* **SOURCE RECORDS**
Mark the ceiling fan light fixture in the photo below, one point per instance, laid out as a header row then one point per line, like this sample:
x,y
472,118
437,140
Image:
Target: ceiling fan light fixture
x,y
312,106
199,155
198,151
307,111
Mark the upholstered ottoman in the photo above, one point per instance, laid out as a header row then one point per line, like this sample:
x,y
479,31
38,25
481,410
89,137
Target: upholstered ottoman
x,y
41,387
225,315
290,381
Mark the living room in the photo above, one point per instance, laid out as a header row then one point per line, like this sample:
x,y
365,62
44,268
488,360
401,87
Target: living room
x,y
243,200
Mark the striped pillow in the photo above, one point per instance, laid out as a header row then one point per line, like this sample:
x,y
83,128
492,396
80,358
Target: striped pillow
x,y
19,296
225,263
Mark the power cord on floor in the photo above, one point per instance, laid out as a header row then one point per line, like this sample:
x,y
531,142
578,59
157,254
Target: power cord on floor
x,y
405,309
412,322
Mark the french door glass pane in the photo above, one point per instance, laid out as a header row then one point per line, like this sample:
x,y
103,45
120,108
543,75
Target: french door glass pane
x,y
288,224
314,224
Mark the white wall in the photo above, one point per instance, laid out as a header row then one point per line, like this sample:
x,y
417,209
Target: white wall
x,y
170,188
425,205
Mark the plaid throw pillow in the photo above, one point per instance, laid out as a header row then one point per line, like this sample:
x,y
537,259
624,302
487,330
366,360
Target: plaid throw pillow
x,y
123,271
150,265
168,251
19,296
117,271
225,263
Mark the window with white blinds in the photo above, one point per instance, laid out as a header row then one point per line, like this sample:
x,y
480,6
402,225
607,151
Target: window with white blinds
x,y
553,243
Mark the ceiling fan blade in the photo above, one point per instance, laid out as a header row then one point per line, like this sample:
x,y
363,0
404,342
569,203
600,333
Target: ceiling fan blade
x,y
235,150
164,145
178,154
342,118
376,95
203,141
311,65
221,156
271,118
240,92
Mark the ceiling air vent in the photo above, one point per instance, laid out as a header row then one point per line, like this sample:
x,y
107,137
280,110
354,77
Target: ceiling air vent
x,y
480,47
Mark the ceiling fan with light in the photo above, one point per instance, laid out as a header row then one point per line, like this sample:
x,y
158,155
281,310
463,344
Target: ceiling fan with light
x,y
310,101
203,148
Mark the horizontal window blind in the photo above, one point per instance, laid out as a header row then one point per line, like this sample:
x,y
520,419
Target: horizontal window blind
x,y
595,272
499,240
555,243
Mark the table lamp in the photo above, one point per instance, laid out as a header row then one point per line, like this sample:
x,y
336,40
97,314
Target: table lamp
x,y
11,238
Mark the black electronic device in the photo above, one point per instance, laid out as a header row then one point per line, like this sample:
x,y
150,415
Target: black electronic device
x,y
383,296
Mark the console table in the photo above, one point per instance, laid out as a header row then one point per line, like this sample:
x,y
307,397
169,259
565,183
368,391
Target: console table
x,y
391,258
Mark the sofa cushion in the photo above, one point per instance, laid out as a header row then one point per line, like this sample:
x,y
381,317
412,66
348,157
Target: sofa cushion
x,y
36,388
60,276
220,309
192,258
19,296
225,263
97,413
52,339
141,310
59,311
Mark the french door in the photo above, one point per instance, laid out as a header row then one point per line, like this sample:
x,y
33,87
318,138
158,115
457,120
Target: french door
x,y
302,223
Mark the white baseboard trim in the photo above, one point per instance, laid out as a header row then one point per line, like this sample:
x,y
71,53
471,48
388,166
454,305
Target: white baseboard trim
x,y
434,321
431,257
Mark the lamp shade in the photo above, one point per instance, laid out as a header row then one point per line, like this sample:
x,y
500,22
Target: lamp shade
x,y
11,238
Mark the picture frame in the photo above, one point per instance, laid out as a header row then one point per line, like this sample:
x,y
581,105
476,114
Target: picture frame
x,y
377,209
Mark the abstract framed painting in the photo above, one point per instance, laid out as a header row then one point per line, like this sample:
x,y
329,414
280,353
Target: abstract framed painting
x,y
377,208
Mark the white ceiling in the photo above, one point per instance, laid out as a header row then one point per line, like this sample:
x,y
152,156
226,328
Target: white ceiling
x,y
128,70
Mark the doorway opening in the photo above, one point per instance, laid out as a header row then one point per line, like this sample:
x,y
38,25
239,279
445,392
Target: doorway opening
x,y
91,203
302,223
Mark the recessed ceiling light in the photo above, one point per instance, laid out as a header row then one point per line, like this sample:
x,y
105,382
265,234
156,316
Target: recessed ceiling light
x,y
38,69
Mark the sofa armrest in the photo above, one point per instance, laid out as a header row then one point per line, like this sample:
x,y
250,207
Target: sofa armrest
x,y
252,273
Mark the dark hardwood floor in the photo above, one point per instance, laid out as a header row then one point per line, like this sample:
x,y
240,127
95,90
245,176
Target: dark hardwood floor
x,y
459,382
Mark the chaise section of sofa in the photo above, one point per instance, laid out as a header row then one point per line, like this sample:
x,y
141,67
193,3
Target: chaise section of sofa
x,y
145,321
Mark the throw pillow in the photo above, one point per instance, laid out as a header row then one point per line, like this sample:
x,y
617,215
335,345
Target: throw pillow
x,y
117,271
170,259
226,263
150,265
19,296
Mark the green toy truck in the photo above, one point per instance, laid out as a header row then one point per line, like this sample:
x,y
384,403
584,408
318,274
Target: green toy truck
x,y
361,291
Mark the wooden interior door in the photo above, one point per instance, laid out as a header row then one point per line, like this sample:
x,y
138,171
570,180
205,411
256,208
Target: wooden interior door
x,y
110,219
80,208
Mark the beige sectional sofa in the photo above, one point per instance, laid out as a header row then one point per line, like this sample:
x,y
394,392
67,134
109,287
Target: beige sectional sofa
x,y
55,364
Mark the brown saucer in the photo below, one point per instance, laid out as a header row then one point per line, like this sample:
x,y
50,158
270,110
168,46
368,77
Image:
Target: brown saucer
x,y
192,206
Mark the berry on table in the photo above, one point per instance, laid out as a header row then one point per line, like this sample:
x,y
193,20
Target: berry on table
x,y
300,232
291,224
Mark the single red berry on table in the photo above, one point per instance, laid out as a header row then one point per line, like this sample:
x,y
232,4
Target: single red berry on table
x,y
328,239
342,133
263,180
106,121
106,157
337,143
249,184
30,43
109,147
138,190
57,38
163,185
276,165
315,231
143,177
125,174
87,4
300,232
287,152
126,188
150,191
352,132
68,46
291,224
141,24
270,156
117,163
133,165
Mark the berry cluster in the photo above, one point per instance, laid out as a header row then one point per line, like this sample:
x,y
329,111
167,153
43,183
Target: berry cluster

* **WORK INSTRUCTION**
All that is needed is the number of lines in the material containing the string "below".

* **RESPONSE TO THIS TASK**
2